◆ **Available data**
>>>
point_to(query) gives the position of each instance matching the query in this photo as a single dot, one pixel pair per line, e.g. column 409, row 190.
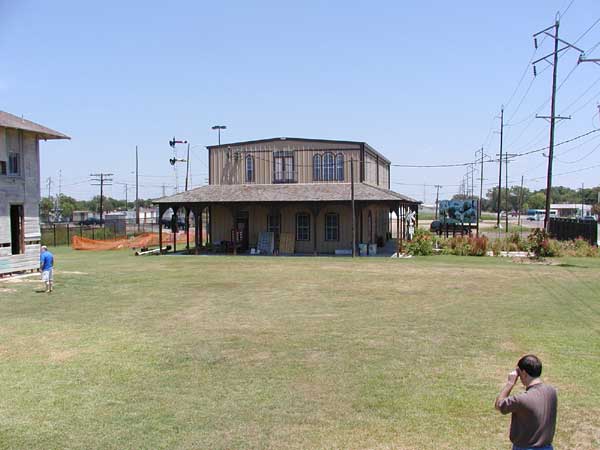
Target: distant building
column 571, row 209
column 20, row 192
<<<
>>>
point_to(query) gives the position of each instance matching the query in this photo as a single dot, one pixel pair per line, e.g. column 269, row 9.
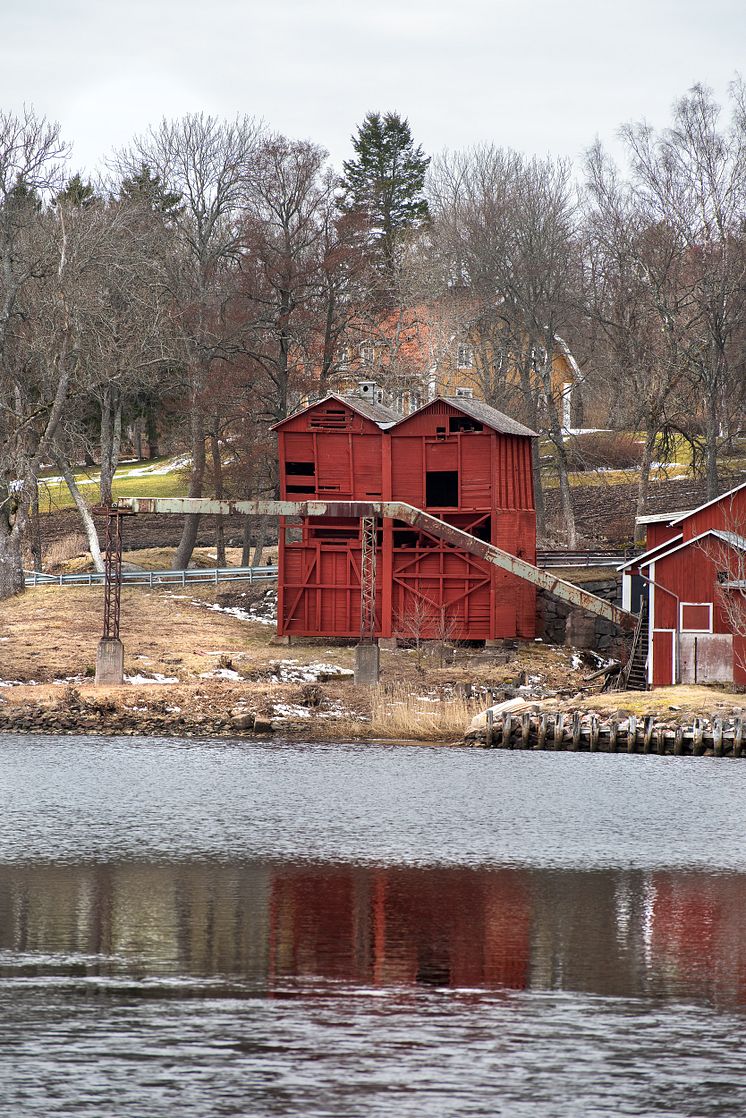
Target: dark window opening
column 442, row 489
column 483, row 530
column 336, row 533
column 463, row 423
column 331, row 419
<<<
◆ **What you are asked to do**
Check every line of the records, and copy the ones that hold the word "query".

◆ **Written solution**
point_to(query) gives the position of each instance matching the query in this photo as a single dot, one pixel pair per line, e.g. column 409, row 190.
point_to(query) gives the position of each instance matching the query in this photo as a single dot, one pixel pair per line, e.g. column 269, row 9.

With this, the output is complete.